_Yapılacak İşlemler_
a - Kaynak belgenin "17 temmuz doğum" ile başlayıp "DANIŞMANLIK dedi ki..." ile biten kısmını yeniden yazın. Bu kısımda "kova" ifadesini "başak" olarak değiştirin.
b - Listede "Target: black trigger guard" ifadesini içeren satırdan başlayıp listenin sonunda biten satırları, boş satırları atlayarak, her satıra bir dize düşecek şekilde bir JSON dizisi olarak düzenleyin. Başlangıç ve bitiş satırları da dahil olmak üzere yalnızca bu satırları verin.

17 temmuz doğum günüm benim..
yükselenim kova ayrıca.
bu yazdığınız güzelim bilgilerin beni nasıl etkileyeceğini daha net "hediye eder misiniz?"

JUNO ASTROLOJİK DANIŞMANLIK dedi ki...

Merhabalar :) öncelikle kutlarım doğumgününüzü... Etkilerine gelince, büyük ölçüde iş ve özel hayatınız arasındaki dengeyi kurmak ve günlük yaşama düzeninizi yeniden yapılandrmak konusunda etkiler. Birlikte çalıştığınız ekip, gündelik yaşamınızı etkileyen insanlar ya da çalışma şartlarınız konusunda değişimer yaşayabilirsiniz. Belki de işyerinde ya da genel olarak hayatınız içindeki sorumluluklarınız ve yetkileriniz değişir... Daha uç noktada evlilik ve ebeveynlik konusunda kararlar alabilirsiniz.

Adsız dedi ki...

:)) öyle bi dönem ki 1,5 aydır ne işim belli ne de artık bi sevgilim yok, ev düzenimiz ise tamamen değişti henüz oturtmaya çalışıyoruz.
İş ve evde annemle birlikteydim, işte tek başıma kaldım ve evde sorumluluğum arttı. aslında iş konusunda da öyle ;)

Nişanımdan 20 gün önce sevgilimden ayrıldım. ama aşkı özledim.. aşk gelse yok demem hatta :) evliliğe gelince, ben gayet kararlıyım ama önce bi "eş" bulmak gerekiyor diye duydum ;)

_Kayıtlı Bilgiler_
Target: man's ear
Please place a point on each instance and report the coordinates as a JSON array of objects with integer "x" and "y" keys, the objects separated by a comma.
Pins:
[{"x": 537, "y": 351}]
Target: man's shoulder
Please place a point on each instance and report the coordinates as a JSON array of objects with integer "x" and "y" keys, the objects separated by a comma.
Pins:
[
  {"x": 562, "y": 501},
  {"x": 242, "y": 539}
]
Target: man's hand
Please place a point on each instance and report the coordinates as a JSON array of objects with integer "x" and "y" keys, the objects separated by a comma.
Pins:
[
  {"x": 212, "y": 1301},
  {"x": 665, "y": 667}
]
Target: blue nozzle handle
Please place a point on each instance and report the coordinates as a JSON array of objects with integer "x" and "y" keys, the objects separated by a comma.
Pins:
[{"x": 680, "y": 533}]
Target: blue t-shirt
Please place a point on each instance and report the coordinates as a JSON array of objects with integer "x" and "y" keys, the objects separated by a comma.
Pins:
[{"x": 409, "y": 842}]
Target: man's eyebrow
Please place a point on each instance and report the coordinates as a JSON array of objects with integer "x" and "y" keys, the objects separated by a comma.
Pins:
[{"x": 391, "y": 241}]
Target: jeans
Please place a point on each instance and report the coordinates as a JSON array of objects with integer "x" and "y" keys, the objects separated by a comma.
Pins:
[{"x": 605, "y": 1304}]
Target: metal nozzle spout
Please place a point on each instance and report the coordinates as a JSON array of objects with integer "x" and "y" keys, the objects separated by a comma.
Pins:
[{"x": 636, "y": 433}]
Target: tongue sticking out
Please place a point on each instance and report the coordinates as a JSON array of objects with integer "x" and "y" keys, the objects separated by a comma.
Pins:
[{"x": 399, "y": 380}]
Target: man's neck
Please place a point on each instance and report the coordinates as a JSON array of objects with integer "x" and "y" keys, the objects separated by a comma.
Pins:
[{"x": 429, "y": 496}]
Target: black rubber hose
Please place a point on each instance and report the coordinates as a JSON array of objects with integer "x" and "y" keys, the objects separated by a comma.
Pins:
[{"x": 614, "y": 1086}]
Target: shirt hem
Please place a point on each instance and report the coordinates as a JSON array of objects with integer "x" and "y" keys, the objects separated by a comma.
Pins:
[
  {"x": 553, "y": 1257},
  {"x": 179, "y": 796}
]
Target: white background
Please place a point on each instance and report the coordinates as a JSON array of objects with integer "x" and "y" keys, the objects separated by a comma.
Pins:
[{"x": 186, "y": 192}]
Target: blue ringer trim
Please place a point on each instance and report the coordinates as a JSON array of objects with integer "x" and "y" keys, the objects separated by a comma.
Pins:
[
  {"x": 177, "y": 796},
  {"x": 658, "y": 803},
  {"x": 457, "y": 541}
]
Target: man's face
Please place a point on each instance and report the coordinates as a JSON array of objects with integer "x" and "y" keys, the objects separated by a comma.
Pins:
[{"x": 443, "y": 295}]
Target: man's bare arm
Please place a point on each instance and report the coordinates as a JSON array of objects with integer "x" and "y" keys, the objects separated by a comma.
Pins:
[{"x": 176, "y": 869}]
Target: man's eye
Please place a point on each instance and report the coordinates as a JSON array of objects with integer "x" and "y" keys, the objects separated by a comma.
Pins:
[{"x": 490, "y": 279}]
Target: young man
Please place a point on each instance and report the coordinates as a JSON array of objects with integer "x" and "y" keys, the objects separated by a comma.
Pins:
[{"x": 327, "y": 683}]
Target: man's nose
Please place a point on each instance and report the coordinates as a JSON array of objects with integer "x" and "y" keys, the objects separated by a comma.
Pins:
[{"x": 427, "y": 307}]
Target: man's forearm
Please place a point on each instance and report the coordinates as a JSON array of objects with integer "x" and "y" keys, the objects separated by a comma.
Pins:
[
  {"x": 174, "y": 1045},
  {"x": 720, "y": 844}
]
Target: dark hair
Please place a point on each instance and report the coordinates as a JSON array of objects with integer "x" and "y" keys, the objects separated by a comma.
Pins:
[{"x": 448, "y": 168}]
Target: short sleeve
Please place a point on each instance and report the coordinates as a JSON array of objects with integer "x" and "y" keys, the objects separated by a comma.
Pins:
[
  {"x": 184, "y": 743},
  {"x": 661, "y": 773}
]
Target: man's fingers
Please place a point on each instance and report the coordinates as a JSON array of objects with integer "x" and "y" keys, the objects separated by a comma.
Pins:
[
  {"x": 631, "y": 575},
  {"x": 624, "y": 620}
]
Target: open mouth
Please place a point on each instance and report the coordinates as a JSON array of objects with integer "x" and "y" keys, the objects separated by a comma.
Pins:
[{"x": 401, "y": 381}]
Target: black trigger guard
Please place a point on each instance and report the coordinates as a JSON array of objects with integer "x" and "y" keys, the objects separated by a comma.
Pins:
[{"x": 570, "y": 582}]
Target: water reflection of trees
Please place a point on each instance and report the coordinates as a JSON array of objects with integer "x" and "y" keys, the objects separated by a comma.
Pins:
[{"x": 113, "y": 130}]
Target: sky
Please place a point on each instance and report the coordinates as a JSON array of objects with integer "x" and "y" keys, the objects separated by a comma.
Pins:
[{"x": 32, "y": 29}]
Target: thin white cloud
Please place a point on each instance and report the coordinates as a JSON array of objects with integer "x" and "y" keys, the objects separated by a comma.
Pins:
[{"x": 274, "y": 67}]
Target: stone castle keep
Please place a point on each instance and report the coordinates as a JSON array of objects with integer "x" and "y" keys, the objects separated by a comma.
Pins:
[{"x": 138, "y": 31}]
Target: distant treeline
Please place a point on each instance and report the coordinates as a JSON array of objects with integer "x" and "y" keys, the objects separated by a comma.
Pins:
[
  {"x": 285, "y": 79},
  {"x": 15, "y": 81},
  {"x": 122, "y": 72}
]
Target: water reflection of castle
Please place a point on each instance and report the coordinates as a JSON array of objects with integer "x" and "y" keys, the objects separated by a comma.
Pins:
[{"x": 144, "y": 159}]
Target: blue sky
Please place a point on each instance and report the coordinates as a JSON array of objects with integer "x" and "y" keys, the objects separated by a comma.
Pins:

_Görevlerin Çözümleri_
a -
17 temmuz doğum günüm benim..
yükselenim başak ayrıca.
bu yazdığınız güzelim bilgilerin beni nasıl etkileyeceğini daha net "hediye eder misiniz?"

JUNO ASTROLOJİK DANIŞMANLIK dedi ki...

b -
[
  "Target: black trigger guard",
  "Please place a point on each instance and report the coordinates as a JSON array of objects with integer \"x\" and \"y\" keys, the objects separated by a comma.",
  "Pins:",
  "[{\"x\": 570, \"y\": 582}]",
  "Target: water reflection of trees",
  "Please place a point on each instance and report the coordinates as a JSON array of objects with integer \"x\" and \"y\" keys, the objects separated by a comma.",
  "Pins:",
  "[{\"x\": 113, \"y\": 130}]",
  "Target: sky",
  "Please place a point on each instance and report the coordinates as a JSON array of objects with integer \"x\" and \"y\" keys, the objects separated by a comma.",
  "Pins:",
  "[{\"x\": 32, \"y\": 29}]",
  "Target: thin white cloud",
  "Please place a point on each instance and report the coordinates as a JSON array of objects with integer \"x\" and \"y\" keys, the objects separated by a comma.",
  "Pins:",
  "[{\"x\": 274, \"y\": 67}]",
  "Target: stone castle keep",
  "Please place a point on each instance and report the coordinates as a JSON array of objects with integer \"x\" and \"y\" keys, the objects separated by a comma.",
  "Pins:",
  "[{\"x\": 138, \"y\": 31}]",
  "Target: distant treeline",
  "Please place a point on each instance and report the coordinates as a JSON array of objects with integer \"x\" and \"y\" keys, the objects separated by a comma.",
  "Pins:",
  "[",
  "  {\"x\": 285, \"y\": 79},",
  "  {\"x\": 15, \"y\": 81},",
  "  {\"x\": 122, \"y\": 72}",
  "]",
  "Target: water reflection of castle",
  "Please place a point on each instance and report the coordinates as a JSON array of objects with integer \"x\" and \"y\" keys, the objects separated by a comma.",
  "Pins:",
  "[{\"x\": 144, \"y\": 159}]",
  "Target: blue sky",
  "Please place a point on each instance and report the coordinates as a JSON array of objects with integer \"x\" and \"y\" keys, the objects separated by a comma.",
  "Pins:"
]